Stated problem: Work out how many lines in the listing below contain the word "olive". Reply with only that number.

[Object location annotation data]

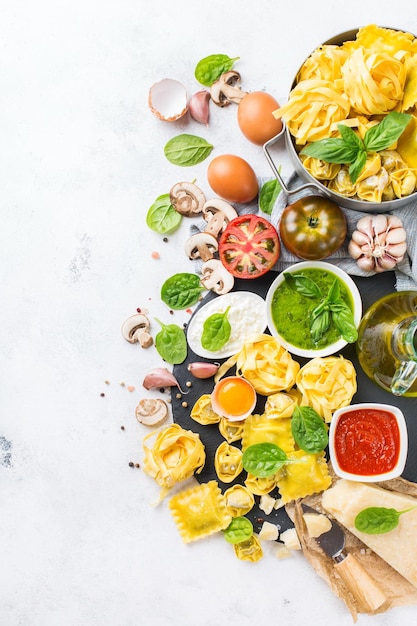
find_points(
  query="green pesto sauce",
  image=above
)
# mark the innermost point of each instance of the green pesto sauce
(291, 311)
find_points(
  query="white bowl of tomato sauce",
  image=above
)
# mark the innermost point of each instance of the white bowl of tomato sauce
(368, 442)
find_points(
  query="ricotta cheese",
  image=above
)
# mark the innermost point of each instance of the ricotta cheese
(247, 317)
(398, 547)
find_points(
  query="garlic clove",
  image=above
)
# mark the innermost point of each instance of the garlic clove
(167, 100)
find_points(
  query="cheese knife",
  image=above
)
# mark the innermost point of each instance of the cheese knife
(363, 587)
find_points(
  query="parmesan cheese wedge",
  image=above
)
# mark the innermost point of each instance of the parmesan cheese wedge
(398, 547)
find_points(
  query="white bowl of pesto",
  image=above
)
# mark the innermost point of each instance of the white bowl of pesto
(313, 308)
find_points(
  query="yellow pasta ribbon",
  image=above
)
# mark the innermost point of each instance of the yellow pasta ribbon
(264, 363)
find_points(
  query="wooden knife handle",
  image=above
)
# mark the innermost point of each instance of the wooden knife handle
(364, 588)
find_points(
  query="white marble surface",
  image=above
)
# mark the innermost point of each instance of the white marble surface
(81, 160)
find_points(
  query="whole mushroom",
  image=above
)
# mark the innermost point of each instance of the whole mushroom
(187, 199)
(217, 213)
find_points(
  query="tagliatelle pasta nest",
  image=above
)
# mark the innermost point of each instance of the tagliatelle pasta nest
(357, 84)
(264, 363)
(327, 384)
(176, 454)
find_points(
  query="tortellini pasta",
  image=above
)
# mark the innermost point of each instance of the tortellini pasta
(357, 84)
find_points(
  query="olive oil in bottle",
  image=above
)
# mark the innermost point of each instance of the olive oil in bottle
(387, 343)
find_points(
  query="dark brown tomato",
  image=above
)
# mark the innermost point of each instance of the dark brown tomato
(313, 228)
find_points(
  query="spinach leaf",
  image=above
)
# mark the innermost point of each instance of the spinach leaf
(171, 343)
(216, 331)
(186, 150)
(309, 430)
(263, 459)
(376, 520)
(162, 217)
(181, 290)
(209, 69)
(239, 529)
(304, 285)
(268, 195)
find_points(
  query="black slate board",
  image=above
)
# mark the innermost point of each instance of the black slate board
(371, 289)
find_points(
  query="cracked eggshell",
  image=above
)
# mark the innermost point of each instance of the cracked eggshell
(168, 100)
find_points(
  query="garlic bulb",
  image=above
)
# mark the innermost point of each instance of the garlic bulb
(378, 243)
...
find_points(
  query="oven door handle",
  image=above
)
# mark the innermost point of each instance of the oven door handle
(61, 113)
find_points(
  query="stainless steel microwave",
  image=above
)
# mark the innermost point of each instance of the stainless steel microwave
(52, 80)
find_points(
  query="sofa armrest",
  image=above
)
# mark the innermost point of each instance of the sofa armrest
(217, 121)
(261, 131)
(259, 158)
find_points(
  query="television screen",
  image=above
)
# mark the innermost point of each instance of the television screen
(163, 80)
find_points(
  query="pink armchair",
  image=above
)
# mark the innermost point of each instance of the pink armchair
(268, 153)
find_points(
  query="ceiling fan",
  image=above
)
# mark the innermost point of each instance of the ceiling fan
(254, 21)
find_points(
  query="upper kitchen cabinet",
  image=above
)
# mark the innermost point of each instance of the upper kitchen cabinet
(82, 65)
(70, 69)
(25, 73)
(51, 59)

Exercise solution: 2